Excerpts from a dataset:
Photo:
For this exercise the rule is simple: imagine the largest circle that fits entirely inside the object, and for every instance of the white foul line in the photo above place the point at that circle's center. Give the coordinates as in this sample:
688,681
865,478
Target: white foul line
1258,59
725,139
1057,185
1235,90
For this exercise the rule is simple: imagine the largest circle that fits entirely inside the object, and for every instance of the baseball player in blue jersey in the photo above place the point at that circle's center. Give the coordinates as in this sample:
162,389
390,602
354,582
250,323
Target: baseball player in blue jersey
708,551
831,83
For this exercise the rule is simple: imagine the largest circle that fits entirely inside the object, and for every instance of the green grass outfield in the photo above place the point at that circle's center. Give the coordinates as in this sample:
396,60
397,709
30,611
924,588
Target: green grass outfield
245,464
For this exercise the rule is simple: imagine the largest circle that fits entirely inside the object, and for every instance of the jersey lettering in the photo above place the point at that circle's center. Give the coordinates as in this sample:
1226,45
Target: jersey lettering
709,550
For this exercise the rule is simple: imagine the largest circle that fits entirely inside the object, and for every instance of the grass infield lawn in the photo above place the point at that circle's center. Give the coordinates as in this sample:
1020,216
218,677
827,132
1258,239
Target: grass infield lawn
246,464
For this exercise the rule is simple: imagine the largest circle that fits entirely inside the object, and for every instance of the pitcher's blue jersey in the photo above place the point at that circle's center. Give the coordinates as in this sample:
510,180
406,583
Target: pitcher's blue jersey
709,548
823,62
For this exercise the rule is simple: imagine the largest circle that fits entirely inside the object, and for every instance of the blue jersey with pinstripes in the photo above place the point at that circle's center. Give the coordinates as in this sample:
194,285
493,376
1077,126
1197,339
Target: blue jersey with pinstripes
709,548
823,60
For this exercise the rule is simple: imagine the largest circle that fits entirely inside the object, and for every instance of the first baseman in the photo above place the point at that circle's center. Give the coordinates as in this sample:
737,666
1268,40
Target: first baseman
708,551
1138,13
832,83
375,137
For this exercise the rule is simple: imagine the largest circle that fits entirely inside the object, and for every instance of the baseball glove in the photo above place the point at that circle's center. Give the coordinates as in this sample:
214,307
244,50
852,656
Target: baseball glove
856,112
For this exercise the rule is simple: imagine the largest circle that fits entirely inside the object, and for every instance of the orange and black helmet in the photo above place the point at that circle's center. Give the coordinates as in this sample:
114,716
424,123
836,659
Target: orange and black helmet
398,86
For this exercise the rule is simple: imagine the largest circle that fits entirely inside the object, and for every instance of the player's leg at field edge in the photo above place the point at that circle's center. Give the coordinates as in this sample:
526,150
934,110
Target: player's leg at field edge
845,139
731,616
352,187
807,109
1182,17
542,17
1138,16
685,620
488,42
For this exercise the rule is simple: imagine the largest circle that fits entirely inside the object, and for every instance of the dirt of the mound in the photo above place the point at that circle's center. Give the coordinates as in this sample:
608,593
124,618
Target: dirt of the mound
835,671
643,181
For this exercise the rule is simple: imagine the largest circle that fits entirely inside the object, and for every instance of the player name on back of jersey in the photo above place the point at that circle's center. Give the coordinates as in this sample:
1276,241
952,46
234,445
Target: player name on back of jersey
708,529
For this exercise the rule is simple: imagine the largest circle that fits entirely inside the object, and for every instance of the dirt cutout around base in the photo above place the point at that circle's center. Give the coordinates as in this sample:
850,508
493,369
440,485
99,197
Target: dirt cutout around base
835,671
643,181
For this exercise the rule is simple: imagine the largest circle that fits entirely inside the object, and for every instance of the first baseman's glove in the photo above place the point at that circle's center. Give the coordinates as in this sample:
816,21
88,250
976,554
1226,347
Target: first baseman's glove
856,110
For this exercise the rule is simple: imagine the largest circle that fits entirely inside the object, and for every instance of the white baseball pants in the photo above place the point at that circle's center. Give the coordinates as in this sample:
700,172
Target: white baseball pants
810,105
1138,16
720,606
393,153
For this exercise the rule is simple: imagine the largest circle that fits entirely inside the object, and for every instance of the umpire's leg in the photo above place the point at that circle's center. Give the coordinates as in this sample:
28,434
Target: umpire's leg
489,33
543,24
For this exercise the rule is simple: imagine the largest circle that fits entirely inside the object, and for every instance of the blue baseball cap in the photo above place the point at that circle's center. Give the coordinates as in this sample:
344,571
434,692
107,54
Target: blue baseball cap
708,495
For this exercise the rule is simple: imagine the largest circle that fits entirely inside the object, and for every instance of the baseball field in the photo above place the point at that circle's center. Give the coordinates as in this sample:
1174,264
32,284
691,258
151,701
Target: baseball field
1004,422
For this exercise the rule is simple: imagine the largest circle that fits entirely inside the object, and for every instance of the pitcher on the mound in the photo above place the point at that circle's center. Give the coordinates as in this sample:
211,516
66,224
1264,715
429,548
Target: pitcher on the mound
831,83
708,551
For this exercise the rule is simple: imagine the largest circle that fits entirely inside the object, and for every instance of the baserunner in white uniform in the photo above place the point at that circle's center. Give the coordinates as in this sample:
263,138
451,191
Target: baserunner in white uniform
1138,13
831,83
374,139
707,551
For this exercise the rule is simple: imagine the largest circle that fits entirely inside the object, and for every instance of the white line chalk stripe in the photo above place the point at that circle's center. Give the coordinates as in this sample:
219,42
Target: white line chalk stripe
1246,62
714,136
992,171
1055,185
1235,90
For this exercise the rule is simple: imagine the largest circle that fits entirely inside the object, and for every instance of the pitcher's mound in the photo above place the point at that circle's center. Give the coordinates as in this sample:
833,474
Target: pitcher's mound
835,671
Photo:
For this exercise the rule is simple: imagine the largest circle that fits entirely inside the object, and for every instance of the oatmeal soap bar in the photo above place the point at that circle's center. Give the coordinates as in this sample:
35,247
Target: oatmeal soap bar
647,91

**TASK TO CARRY OUT:** Each line of the data is to be restated exactly.

**YOUR SOLUTION:**
Photo:
For this exercise the rule is simple: imagine the largest circle that fits entirely inside the object, and for every instance of the white foul line in the photo above place the point at that circle's center. Give the coordinates as in this sample:
688,681
865,478
Target: white foul line
1258,59
725,139
1057,185
1235,90
For this exercise the rule is simple: imagine the largest circle that fits entirely inside the object, and for every instance of the baseball player in blue jersey in the photo above place the point at that circle's center. Give the coordinates as in this sample:
162,389
390,602
354,582
250,323
Target: baseball player in blue jersey
708,551
831,83
For this exercise the rule is simple: imagine the largest circle that fits entirely inside the object, and for every instance of the green grass outfield in the photo above place the point at that circle's center. Give the coordinates as in this sample:
396,60
397,709
30,611
924,588
Target: green grass outfield
245,464
For this exercise the rule is simple: imagine the largest circle that fits entirely inside the object, and for every instance of the jersey lettering in the photo above place the point at that circle's center. Give the coordinates as in this sample:
1226,45
Target: jersey lettering
709,550
For this exercise the rule is simple: imagine the largest circle that fits entirely inside the object, and for every instance of the grass infield lawn in the photo above place the point at that circle's center. Give the coordinates as in this sample:
1020,216
218,677
827,132
1258,239
Target: grass infield lawn
246,464
For this exercise the rule is simple: imagine the largest circle that fits entirely inside the object, and for every instance of the pitcher's blue jersey in the photo above place the point at that circle's center. Give the coordinates as in this sample:
510,180
406,583
Target: pitcher's blue jersey
709,548
823,62
For this exercise the rule is simple: imagine the largest circle that fits entirely inside the object, and for every instance of the blue jersey with pinstripes in the photo above place the point at that circle's center. Give the coordinates as in this sample:
194,285
493,376
1077,126
1197,339
Target: blue jersey with pinstripes
709,548
823,60
For this exercise the rule is simple: imagine the largest circle that fits entirely inside the object, and for every instance of the first baseman in the photo above place the point at that circle's center. Give the coordinates as in this sample:
737,666
1268,40
Target: first baseman
708,551
1138,13
832,83
375,137
For this exercise the rule is simple: imagine the largest circle that fits entirely inside the object, and for every instance of the baseball glove in the photo above place the point at that circle's center. Give the coordinates as in this sample:
214,307
244,50
852,656
Target: baseball glove
856,112
For this exercise the rule is simple: imagine the largest circle that fits entirely inside the object, and for every instance of the orange and black helmet in the photo above place the point at that circle's center. Give the coordinates as in this sample:
114,716
424,123
836,659
Target: orange and black helmet
398,86
For this exercise the rule is simple: imagine the largest circle that fits entirely inside the object, and for every instance of the player's leg at field edge in the photo above place the point at that circle's center. Give the coordinates as in this sample:
526,150
934,110
Target: player's leg at field edge
845,139
731,616
352,187
807,109
1182,17
542,17
1138,16
685,620
488,42
For this exercise the rule is simple: imagine the largest circle that fits entirely inside the object, and for every instance of the dirt of the mound in the photo above place the point at that circle's center. Give the coordinates as in this sample:
608,593
124,618
Target: dirt of the mound
835,671
643,181
For this exercise the rule is simple: imagine the largest circle that fits entirely inside the object, and for every instance of the player name on back of jersey in the photo above place the point at that circle's center. Give the coordinates as in this sample:
1276,241
952,46
234,445
Target: player name on back of jersey
708,529
For this exercise the rule is simple: imagine the largest circle that fits entirely inside the object, and for every instance of the dirt cutout around base in the photo above place the point at that circle's center. Give the coordinates as in this sample:
850,508
493,369
440,485
99,197
Target: dirt cutout around base
835,671
643,181
For this exercise the rule is simple: imagine the largest circle that fits entirely inside the object, and for every instance of the first baseman's glove in the photo above place the point at that circle's center. Give the coordinates as in this sample:
816,21
88,250
976,554
1226,347
Target: first baseman's glove
856,110
For this exercise the rule is simple: imagine the largest circle that fits entirely inside the object, and for every instance of the white baseball pants in the photo above place the point at that circle's center. Give the coordinates as in this sample:
700,172
Target: white baseball pants
810,105
1138,16
720,606
393,153
For this exercise the rule is simple: imagine the largest circle that fits entirely inside the object, and for every instance of the umpire's leg in the photo above place the point at that circle's center. Give the coordinates as in this sample:
28,434
Target: umpire's leg
489,33
543,24
For this exercise the rule is simple: imagine the largest circle that fits entirely inside the object, and for every instance of the blue baseball cap in the photo above place the point at that circle's center. Give the coordinates as in this sample:
344,571
434,692
107,54
Target: blue baseball cap
708,495
For this exercise the rule is simple: imagine the largest circle that fits entirely inside the object, and for every instance of the baseball field in the photo above place the point at that circle's center. Give the coordinates as in this sample:
1174,264
32,284
691,258
151,701
Target: baseball field
1004,422
For this exercise the rule is simple: imagine the largest circle that fits entirely inside the object, and for every instance of the pitcher on the mound in the photo above place the point at that circle's center. Give the coordinates as in this sample:
211,516
66,224
1264,715
429,548
Target: pitcher on the mound
831,83
708,551
For this exercise the rule is simple: imagine the largest circle that fits entirely inside the object, and for every instance of the baserunner in white uniform in the photo above place the point at that circle's center. Give the coordinates as in this sample:
263,138
451,191
Target: baserunner in white uniform
1138,13
831,83
374,139
707,551
For this exercise the rule is simple: imagine the largest circle that fits entirely inside the object, and for every instance of the white line chalk stripe in the photo above place the point at that circle's center. Give the coordinates as in this sample:
219,42
Target: white line chalk stripe
1246,62
714,136
992,171
1055,185
1235,90
For this exercise the rule is simple: imagine the largest circle that fits entirely inside the object, and for every instance of the pitcher's mound in the photo above place the point at that circle's center. Give the coordinates as in this sample:
833,474
Target: pitcher's mound
835,671
Photo:
For this exercise the rule is simple: imagine the largest circle that fits entirely inside the object, and for every instance of the oatmeal soap bar in the photo above place the point at that circle's center. Give the coordinates as in this sample:
35,247
Target: oatmeal soap bar
647,91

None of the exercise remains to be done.